▶ **Set problem**: Output each line of the material exactly as it stands.

▶ **Recorded data**:

= = = =

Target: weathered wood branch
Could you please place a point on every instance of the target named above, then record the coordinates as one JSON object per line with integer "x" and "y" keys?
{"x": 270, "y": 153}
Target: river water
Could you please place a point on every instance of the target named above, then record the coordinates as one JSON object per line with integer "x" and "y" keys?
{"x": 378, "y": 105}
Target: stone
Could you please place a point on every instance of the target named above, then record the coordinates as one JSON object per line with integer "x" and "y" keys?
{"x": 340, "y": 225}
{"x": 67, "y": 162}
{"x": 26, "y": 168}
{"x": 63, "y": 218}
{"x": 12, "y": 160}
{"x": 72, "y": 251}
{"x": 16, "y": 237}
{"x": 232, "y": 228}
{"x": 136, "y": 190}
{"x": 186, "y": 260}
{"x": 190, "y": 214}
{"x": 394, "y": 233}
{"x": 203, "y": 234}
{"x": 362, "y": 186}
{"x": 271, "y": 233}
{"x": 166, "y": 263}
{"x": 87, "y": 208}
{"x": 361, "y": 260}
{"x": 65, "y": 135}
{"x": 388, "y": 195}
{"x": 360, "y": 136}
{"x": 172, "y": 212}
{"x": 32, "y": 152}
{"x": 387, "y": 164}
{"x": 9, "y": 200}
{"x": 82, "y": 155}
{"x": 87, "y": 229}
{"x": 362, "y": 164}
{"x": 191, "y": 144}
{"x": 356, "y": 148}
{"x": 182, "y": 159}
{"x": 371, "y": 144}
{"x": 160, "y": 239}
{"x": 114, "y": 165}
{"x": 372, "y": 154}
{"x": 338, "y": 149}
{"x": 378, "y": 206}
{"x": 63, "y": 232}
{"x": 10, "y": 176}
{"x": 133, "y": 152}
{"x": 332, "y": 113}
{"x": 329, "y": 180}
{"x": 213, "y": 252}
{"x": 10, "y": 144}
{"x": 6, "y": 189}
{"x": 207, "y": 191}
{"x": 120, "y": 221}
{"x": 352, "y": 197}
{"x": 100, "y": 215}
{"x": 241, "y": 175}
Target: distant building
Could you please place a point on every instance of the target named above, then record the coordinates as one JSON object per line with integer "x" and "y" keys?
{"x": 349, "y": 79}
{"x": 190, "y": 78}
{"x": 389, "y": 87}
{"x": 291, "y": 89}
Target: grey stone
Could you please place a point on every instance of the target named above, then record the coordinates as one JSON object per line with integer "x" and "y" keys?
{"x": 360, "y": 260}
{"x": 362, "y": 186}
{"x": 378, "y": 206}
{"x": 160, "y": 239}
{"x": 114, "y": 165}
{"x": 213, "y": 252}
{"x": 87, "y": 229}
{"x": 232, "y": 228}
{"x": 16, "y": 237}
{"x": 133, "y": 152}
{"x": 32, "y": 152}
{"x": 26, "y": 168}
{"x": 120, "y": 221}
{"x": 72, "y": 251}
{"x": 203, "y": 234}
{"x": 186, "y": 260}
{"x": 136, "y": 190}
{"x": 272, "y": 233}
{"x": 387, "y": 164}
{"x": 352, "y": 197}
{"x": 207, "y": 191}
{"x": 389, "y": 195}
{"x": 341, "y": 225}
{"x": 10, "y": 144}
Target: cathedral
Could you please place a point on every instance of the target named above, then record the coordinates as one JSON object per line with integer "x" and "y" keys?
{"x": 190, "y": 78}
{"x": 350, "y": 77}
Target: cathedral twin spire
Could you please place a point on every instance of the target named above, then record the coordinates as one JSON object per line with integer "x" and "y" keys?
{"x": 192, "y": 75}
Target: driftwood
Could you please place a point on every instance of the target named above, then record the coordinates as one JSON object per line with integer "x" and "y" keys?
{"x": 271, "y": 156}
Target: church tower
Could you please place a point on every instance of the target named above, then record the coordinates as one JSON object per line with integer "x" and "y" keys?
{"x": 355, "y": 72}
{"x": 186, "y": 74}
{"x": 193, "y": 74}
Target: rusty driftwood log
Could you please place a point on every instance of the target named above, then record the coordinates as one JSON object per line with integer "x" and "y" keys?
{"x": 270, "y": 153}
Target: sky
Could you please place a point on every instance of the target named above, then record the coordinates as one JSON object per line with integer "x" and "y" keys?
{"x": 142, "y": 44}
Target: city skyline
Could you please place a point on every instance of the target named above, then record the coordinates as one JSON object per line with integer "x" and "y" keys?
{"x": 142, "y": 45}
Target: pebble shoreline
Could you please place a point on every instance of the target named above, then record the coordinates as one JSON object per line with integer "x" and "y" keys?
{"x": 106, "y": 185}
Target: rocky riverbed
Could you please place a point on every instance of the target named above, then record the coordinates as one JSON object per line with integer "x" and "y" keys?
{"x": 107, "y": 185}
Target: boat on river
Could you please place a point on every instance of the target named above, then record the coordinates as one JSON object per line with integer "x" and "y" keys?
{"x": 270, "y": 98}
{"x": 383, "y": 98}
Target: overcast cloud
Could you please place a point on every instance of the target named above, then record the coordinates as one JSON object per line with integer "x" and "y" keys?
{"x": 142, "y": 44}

= = = =

▶ **Task solution**:
Target: weathered wood branch
Could you please place a point on every instance of the target named above, then record the coordinates as one JSON object per line with integer "x" and "y" keys?
{"x": 270, "y": 153}
Target: river water
Could you please place a point on every instance of the target named above, then record the coordinates as one JSON object per line with integer "x" and "y" keys?
{"x": 378, "y": 105}
Target: stone
Could you please place a point on every instance of the target named above, then record the coordinates as one JSON object per line with integer "x" and "y" keys?
{"x": 340, "y": 225}
{"x": 67, "y": 162}
{"x": 26, "y": 168}
{"x": 63, "y": 218}
{"x": 12, "y": 160}
{"x": 72, "y": 251}
{"x": 16, "y": 237}
{"x": 232, "y": 228}
{"x": 136, "y": 190}
{"x": 186, "y": 260}
{"x": 190, "y": 214}
{"x": 394, "y": 233}
{"x": 203, "y": 234}
{"x": 362, "y": 186}
{"x": 271, "y": 233}
{"x": 166, "y": 263}
{"x": 87, "y": 208}
{"x": 361, "y": 260}
{"x": 65, "y": 135}
{"x": 388, "y": 195}
{"x": 360, "y": 136}
{"x": 172, "y": 212}
{"x": 32, "y": 152}
{"x": 387, "y": 164}
{"x": 9, "y": 200}
{"x": 82, "y": 155}
{"x": 87, "y": 229}
{"x": 362, "y": 164}
{"x": 191, "y": 144}
{"x": 356, "y": 148}
{"x": 182, "y": 159}
{"x": 371, "y": 144}
{"x": 160, "y": 239}
{"x": 114, "y": 165}
{"x": 372, "y": 154}
{"x": 338, "y": 149}
{"x": 378, "y": 206}
{"x": 63, "y": 232}
{"x": 10, "y": 176}
{"x": 133, "y": 152}
{"x": 332, "y": 113}
{"x": 329, "y": 180}
{"x": 213, "y": 252}
{"x": 10, "y": 144}
{"x": 6, "y": 189}
{"x": 207, "y": 191}
{"x": 120, "y": 221}
{"x": 352, "y": 197}
{"x": 100, "y": 215}
{"x": 241, "y": 175}
Target: distant building
Could you please place a point on every instance of the target named above, then record the coordinates as one JSON object per line with integer "x" and "y" keys?
{"x": 349, "y": 79}
{"x": 190, "y": 78}
{"x": 389, "y": 87}
{"x": 291, "y": 89}
Target: grey stone
Could you please place a point on every instance of the target named above, then record the coordinates as one JSON object per line with integer "x" and "y" keys?
{"x": 360, "y": 260}
{"x": 362, "y": 186}
{"x": 378, "y": 206}
{"x": 160, "y": 239}
{"x": 114, "y": 165}
{"x": 213, "y": 252}
{"x": 87, "y": 229}
{"x": 232, "y": 228}
{"x": 16, "y": 237}
{"x": 133, "y": 152}
{"x": 32, "y": 152}
{"x": 26, "y": 168}
{"x": 120, "y": 221}
{"x": 72, "y": 251}
{"x": 203, "y": 234}
{"x": 186, "y": 260}
{"x": 136, "y": 190}
{"x": 272, "y": 233}
{"x": 387, "y": 164}
{"x": 352, "y": 197}
{"x": 207, "y": 191}
{"x": 389, "y": 195}
{"x": 341, "y": 225}
{"x": 10, "y": 144}
Target: cathedral
Could you please place a point on every instance of the target named above, then record the coordinates as one JSON object per line with integer "x" and "y" keys?
{"x": 190, "y": 78}
{"x": 350, "y": 77}
Target: cathedral twin spire
Could you please place a point on every instance of the target named above, then record the coordinates as one JSON object per line with integer "x" and "y" keys?
{"x": 192, "y": 75}
Target: driftwood
Could you please place a point on every instance of the target named above, then record the coordinates as one JSON object per line with integer "x" and "y" keys?
{"x": 271, "y": 156}
Target: church tower
Could you please place a point on every instance of the target named above, then record the coordinates as one JSON object per line with integer "x" and "y" keys?
{"x": 355, "y": 72}
{"x": 186, "y": 74}
{"x": 193, "y": 74}
Target: rusty driftwood log
Could you please place a point on every instance of the target named above, then record the coordinates as one JSON object per line with integer "x" and "y" keys?
{"x": 270, "y": 153}
Target: sky
Could you please place a point on every instance of the target named above, then record the coordinates as one JSON object per line with integer "x" and "y" keys?
{"x": 142, "y": 44}
Target: city skyline
Could you please place a point on every instance of the target named above, then record the coordinates as one JSON object per line with integer "x" and "y" keys?
{"x": 142, "y": 45}
Target: pebble shoreline
Could you please place a point on every instance of the target named above, then record the coordinates as one JSON object per line with integer "x" and "y" keys?
{"x": 106, "y": 185}
Target: rocky riverbed
Could you please place a point on every instance of the target named above, then record the coordinates as one JSON object per line with integer "x" and "y" keys?
{"x": 107, "y": 185}
Target: boat on river
Could you please place a point on every instance of the target named above, then record the coordinates as one JSON object per line with integer "x" and "y" keys?
{"x": 270, "y": 98}
{"x": 383, "y": 98}
Target: overcast cloud
Could you please place a point on every instance of the target named above, then record the coordinates as one JSON object per line with integer "x" and "y" keys?
{"x": 142, "y": 44}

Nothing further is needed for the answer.